Short exercise: The listing below is to be output in its exact form.

Items listed in a dataset:
################

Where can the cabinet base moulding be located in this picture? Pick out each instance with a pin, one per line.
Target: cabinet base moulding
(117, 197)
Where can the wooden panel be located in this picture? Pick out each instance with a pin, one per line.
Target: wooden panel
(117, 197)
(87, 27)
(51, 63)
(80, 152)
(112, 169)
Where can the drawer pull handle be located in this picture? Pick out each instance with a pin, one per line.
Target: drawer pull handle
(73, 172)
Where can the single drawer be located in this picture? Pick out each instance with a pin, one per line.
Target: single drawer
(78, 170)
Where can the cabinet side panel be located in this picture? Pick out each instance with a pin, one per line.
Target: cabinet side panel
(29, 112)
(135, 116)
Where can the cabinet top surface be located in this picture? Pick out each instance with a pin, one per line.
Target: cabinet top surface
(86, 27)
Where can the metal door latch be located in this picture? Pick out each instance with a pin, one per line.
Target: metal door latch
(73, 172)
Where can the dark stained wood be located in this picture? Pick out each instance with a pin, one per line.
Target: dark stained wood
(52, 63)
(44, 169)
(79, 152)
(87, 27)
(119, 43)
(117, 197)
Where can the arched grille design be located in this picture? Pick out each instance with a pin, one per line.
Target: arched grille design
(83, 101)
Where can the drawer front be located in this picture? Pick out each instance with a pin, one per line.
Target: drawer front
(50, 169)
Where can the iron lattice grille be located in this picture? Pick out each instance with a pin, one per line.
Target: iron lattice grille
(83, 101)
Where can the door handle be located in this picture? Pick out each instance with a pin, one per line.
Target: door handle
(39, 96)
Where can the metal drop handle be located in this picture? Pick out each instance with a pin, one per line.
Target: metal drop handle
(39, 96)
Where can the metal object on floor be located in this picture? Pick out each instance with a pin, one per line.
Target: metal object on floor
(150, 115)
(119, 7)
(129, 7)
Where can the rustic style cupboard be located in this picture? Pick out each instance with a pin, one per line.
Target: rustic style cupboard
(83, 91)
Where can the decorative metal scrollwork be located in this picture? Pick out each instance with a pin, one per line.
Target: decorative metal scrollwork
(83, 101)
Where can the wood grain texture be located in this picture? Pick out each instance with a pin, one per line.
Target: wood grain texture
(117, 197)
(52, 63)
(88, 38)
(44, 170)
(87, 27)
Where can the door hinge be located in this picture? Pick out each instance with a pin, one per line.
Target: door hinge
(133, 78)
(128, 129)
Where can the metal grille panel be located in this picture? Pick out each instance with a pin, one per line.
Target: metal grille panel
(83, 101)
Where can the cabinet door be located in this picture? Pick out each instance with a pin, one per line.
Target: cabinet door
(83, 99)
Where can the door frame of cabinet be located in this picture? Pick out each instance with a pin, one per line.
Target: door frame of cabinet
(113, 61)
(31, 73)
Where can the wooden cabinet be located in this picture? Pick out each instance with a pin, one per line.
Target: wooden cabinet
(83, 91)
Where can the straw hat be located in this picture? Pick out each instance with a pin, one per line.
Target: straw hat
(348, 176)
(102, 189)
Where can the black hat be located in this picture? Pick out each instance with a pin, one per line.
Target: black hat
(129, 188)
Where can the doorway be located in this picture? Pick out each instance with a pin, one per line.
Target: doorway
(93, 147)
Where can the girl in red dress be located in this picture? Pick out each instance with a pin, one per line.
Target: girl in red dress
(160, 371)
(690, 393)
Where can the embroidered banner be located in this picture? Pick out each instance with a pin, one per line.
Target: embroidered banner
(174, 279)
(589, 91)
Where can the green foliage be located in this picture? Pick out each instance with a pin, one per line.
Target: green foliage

################

Result of the task:
Where can the cabinet base moulding be located in this picture? Pick out each instance with a pin, one per line.
Target: cabinet base moulding
(117, 197)
Where can the wooden panel be located in this picture? Pick out each instance with a pin, one per line.
Target: wooden panel
(117, 197)
(87, 27)
(51, 63)
(80, 152)
(112, 169)
Where can the drawer pull handle be located in this picture? Pick out each instance with a pin, one per line.
Target: drawer pull handle
(73, 172)
Where can the single drawer be located in this picture? Pick out each instance with a pin, one per line.
Target: single drawer
(78, 170)
Where can the cabinet side panel be located in this picture? Pick out each instance with a pin, one per line.
Target: cabinet side panel
(29, 112)
(135, 116)
Where can the cabinet top surface be located in this picture? Pick out each instance with a pin, one per line.
Target: cabinet top surface
(86, 27)
Where can the metal door latch be located in this picture? Pick out each instance with a pin, one per line.
Target: metal door latch
(73, 172)
Where can the dark stained wood be located in this picture? Pick out each instance with a pin, one per line.
Target: dark stained wood
(52, 63)
(44, 169)
(79, 152)
(87, 27)
(119, 43)
(117, 197)
Where can the arched grille design be located in this picture? Pick out each instance with a pin, one per line.
Target: arched grille design
(83, 101)
Where can the drawer front be located in this picture? Pick out each instance with a pin, one per line.
Target: drawer front
(50, 169)
Where can the iron lattice grille be located in this picture? Pick out each instance with a pin, one per line.
Target: iron lattice grille
(83, 101)
Where can the door handle be located in this picture? Pick out each instance with a pin, one per line.
Target: door handle
(39, 96)
Where can the metal drop handle be located in this picture? Pick out each instance with a pin, one per line.
Target: metal drop handle
(39, 96)
Where can the metal object on floor be located in this picture? Pick out each instance with a pin, one per line.
Target: metal object on floor
(150, 115)
(119, 7)
(129, 7)
Where can the rustic style cupboard be located in this picture? Pick out each instance with a pin, one per line.
Target: rustic style cupboard
(83, 91)
Where can the decorative metal scrollwork be located in this picture? Pick out each instance with a pin, one per line.
Target: decorative metal scrollwork
(83, 101)
Where can the wood grain texture be located in this picture? Pick out each instance with a pin, one per line.
Target: wood grain texture
(117, 197)
(52, 63)
(88, 38)
(44, 170)
(87, 27)
Where can the door hinge be located in this picture? Pick out each instance with a pin, one per line.
Target: door hinge
(133, 78)
(128, 129)
Where can the metal grille panel be located in this picture? Pick out each instance with a pin, one per line.
Target: metal grille panel
(83, 101)
Where can the cabinet door be located in this picture? Pick out each instance with a pin, one per line.
Target: cabinet door
(83, 99)
Where can the door frame of cabinet be located in this picture? Pick out each instance with a pin, one per line.
Target: door frame of cabinet
(113, 61)
(31, 73)
Where can the wooden cabinet be located in this picture? Pick out each instance with a pin, one per line.
Target: wooden cabinet
(83, 91)
Where can the straw hat be located in this picture? Pick out each instance with a pin, one per line.
Target: straw hat
(348, 176)
(102, 189)
Where can the black hat be located in this picture? Pick out each instance with a pin, one per line.
Target: black hat
(129, 188)
Where can the doorway be located in this picture? Pick out each instance with a pin, one per line.
Target: doorway
(93, 147)
Where can the girl in red dress be located in this picture? Pick out each instance with a pin, one per line.
Target: girl in red dress
(160, 371)
(690, 393)
Where can the embroidered banner be located in this picture? Pick out each instance with a pin, one per line.
Target: embroidered banner
(174, 279)
(589, 91)
Where can the green foliage be located in this picture? Pick out each instance with a pin, one per line.
Target: green foliage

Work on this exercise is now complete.